§ **WORK ITEM**: Line by line, set down the records exactly as they appear below.

(Segmentation mask data)

*****

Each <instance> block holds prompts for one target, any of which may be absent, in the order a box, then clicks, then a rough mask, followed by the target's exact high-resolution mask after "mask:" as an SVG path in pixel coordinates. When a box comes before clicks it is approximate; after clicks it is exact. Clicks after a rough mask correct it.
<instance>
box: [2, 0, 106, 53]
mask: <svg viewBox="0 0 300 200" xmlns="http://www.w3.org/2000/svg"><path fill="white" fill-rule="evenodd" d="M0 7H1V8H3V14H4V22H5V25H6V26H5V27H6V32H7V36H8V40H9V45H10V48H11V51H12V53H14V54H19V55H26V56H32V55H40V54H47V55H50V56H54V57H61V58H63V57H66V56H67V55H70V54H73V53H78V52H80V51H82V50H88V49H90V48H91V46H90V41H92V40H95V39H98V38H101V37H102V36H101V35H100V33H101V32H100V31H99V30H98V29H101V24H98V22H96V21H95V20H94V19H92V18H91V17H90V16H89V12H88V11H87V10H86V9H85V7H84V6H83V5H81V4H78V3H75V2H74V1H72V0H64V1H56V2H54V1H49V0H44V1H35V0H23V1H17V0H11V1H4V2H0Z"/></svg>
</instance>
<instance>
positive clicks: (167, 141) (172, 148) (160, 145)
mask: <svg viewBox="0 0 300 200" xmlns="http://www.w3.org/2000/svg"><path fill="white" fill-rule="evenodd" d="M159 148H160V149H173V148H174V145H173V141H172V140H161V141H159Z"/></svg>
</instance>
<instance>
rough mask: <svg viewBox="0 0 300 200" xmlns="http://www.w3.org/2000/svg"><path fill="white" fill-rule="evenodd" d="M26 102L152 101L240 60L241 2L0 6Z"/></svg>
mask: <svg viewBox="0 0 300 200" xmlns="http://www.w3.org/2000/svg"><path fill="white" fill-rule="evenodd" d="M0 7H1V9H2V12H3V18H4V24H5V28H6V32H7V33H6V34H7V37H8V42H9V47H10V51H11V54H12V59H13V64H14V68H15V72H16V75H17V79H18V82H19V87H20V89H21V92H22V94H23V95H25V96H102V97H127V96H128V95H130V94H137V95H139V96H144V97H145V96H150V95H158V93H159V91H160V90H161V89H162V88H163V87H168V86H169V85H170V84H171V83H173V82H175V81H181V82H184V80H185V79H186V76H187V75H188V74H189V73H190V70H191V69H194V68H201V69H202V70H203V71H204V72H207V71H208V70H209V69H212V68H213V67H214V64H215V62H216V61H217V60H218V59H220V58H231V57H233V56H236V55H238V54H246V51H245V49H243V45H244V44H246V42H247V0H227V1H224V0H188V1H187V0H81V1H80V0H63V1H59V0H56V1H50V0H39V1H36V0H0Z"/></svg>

*****

§ **TASK ANSWER**:
Each <instance> block holds prompts for one target, any of which may be absent, in the order a box, then clicks, then a rough mask, followed by the target's exact high-resolution mask after "mask:" as an SVG path in pixel coordinates. When a box comes before clicks it is approximate; after clicks it is exact. Clicks after a rough mask correct it.
<instance>
box: [2, 0, 106, 53]
mask: <svg viewBox="0 0 300 200" xmlns="http://www.w3.org/2000/svg"><path fill="white" fill-rule="evenodd" d="M0 7H1V8H3V14H4V22H5V25H6V26H5V27H6V32H7V36H8V40H9V45H10V48H11V51H12V53H14V54H19V55H26V56H32V55H40V54H47V55H50V56H54V57H61V58H63V57H66V56H67V55H70V54H73V53H78V52H80V51H82V50H88V49H90V48H91V46H90V41H92V40H95V39H98V38H101V37H102V36H101V35H100V33H101V32H100V31H99V30H98V29H101V24H98V22H96V21H95V20H94V19H92V18H91V17H90V16H89V12H88V11H87V10H86V9H85V7H84V6H83V5H81V4H78V3H75V2H74V1H72V0H64V1H56V2H54V1H49V0H44V1H35V0H23V1H17V0H11V1H4V2H0Z"/></svg>
</instance>
<instance>
positive clicks: (167, 141) (172, 148) (160, 145)
mask: <svg viewBox="0 0 300 200" xmlns="http://www.w3.org/2000/svg"><path fill="white" fill-rule="evenodd" d="M159 148H160V149H173V148H174V145H173V141H172V140H161V141H159Z"/></svg>
</instance>
<instance>
rough mask: <svg viewBox="0 0 300 200" xmlns="http://www.w3.org/2000/svg"><path fill="white" fill-rule="evenodd" d="M26 102L152 101L240 60L241 2L0 6Z"/></svg>
mask: <svg viewBox="0 0 300 200" xmlns="http://www.w3.org/2000/svg"><path fill="white" fill-rule="evenodd" d="M0 7H1V9H2V12H3V18H4V24H5V28H6V32H7V33H6V34H7V37H8V42H9V47H10V51H11V54H12V59H13V64H14V68H15V72H16V75H17V79H18V82H19V87H20V89H21V92H22V94H23V95H25V96H102V97H127V96H128V95H130V94H137V95H139V96H144V97H145V96H150V95H158V93H159V91H160V90H161V89H162V88H163V87H168V86H169V85H170V84H171V83H173V82H175V81H181V82H184V80H185V79H186V76H187V75H188V74H189V73H190V70H191V69H194V68H201V69H202V70H203V71H204V72H207V71H208V70H209V69H212V68H213V67H214V64H215V62H216V61H217V60H218V59H220V58H231V57H233V56H236V55H238V54H246V51H245V49H243V45H244V44H246V42H247V0H227V1H224V0H188V1H187V0H81V1H80V0H63V1H59V0H56V1H50V0H39V1H36V0H0Z"/></svg>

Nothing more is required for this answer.